> [AIM OF THE EXERCISE]:
Every entry needs to be reproduced exactly.

> [STORED ROWS]:
++++++++

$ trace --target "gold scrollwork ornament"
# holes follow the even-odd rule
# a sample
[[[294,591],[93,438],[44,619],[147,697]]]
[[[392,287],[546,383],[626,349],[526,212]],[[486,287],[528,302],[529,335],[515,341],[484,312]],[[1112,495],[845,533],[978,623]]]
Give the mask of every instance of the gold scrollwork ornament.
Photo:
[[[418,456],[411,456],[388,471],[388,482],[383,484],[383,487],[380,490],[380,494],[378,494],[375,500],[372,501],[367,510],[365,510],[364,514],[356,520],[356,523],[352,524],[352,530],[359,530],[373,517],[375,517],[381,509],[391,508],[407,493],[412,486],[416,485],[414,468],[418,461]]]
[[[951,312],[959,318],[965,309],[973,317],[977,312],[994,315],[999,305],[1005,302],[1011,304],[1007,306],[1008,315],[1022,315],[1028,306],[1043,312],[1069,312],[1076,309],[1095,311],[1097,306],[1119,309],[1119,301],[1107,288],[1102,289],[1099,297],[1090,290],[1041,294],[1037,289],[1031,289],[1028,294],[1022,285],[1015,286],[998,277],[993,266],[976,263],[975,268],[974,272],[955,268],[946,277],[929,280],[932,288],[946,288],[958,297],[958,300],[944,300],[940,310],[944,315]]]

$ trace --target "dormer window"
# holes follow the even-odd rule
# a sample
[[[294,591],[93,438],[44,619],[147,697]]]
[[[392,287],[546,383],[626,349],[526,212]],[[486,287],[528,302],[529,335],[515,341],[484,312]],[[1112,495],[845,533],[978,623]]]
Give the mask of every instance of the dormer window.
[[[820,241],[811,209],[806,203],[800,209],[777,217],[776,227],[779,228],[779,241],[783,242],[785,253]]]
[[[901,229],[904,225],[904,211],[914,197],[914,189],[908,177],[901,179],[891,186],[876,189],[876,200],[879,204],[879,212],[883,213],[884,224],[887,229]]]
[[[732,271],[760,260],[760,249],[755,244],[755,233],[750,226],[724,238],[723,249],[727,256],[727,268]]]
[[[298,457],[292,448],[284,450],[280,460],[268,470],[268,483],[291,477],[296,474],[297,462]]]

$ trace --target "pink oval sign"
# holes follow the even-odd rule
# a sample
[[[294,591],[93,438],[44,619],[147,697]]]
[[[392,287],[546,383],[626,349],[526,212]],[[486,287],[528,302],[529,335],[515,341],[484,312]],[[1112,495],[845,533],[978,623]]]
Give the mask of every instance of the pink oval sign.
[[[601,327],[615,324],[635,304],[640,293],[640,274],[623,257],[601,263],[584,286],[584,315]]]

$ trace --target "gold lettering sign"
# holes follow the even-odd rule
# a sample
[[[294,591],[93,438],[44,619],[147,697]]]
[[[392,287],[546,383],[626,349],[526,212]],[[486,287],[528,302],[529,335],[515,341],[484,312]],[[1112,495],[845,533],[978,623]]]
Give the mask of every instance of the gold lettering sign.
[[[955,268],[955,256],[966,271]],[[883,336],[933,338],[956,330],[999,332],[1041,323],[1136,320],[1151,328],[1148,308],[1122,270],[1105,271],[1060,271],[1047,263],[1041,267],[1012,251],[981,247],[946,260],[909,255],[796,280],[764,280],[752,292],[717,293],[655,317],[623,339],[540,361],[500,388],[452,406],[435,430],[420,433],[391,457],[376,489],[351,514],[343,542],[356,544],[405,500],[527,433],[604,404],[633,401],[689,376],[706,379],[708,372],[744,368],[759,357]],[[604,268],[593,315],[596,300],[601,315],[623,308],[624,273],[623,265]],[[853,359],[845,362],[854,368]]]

++++++++

> [REPLY TO THE EXERCISE]:
$ trace --target "gold scrollwork ornament"
# holes follow the even-odd rule
# a sample
[[[294,591],[93,438],[44,619],[147,697]]]
[[[392,287],[546,383],[626,349],[526,212]],[[486,287],[528,302],[529,335],[515,341],[484,312]],[[1112,495],[845,533],[978,623]]]
Give the mask of every instance of the gold scrollwork ornament.
Photo:
[[[418,456],[411,456],[388,471],[388,482],[383,484],[383,487],[380,490],[380,494],[378,494],[375,500],[372,501],[367,510],[365,510],[364,514],[356,520],[356,523],[352,524],[352,530],[359,530],[373,517],[375,517],[381,509],[391,508],[407,493],[412,486],[416,485],[414,468],[418,461]]]
[[[951,312],[959,318],[965,309],[973,317],[977,312],[994,315],[999,305],[1005,302],[1011,304],[1007,306],[1008,315],[1022,315],[1028,306],[1043,312],[1069,312],[1076,309],[1095,311],[1097,306],[1119,309],[1119,301],[1107,288],[1102,289],[1099,297],[1090,290],[1041,294],[1037,289],[1031,289],[1028,294],[1022,285],[1015,286],[998,277],[993,266],[976,263],[975,268],[974,272],[955,268],[946,277],[929,280],[932,288],[946,288],[958,297],[958,300],[944,300],[940,310],[944,315]]]

$ trace --target "dormer window"
# holes follow the even-odd rule
# a sample
[[[294,591],[93,438],[44,619],[147,697]]]
[[[392,287],[546,383],[626,349],[526,212]],[[486,287],[528,302],[529,335],[515,341],[484,312]],[[1112,495],[845,533],[978,623]]]
Give the mask of every instance of the dormer window.
[[[820,241],[811,209],[806,203],[800,209],[777,217],[776,227],[779,228],[779,241],[783,242],[785,253]]]
[[[901,229],[904,225],[904,211],[914,197],[914,189],[908,177],[901,179],[891,186],[876,189],[876,200],[879,204],[879,212],[883,213],[884,224],[887,229]]]
[[[732,271],[760,260],[760,249],[755,244],[755,233],[750,226],[724,238],[723,249],[727,256],[727,268]]]
[[[298,457],[292,448],[284,450],[280,460],[268,470],[268,483],[291,477],[296,474],[297,462]]]

$ trace --target "pink oval sign"
# holes follow the even-odd rule
# a sample
[[[294,591],[93,438],[44,619],[147,697]]]
[[[392,287],[546,383],[626,349],[526,212]],[[486,287],[528,302],[529,335],[515,341],[484,312]],[[1112,495],[845,533],[978,623]]]
Give the mask of every instance of the pink oval sign.
[[[601,327],[615,324],[635,304],[640,293],[640,274],[623,257],[601,263],[584,286],[584,315]]]

$ trace --target "gold lettering sign"
# holes follow the even-odd rule
# a sample
[[[294,591],[93,438],[44,619],[147,697]]]
[[[392,287],[546,383],[626,349],[526,212]],[[486,287],[528,302],[529,335],[515,341],[484,312]],[[1112,495],[845,533],[978,623]]]
Give the mask of every instance of the gold lettering sign.
[[[955,268],[955,256],[966,271]],[[883,336],[933,338],[956,330],[999,332],[1041,323],[1136,320],[1151,328],[1148,308],[1122,270],[1105,271],[1060,271],[1047,263],[1041,267],[1012,251],[981,247],[946,260],[909,255],[796,280],[764,280],[752,292],[717,293],[655,317],[623,339],[540,361],[500,388],[452,406],[435,430],[420,433],[391,457],[376,489],[351,514],[343,542],[356,544],[405,500],[527,433],[604,404],[633,401],[689,376],[706,379],[708,372],[744,368],[759,357]],[[604,268],[593,315],[596,300],[601,315],[623,308],[624,273],[623,265]],[[853,359],[845,362],[854,368]]]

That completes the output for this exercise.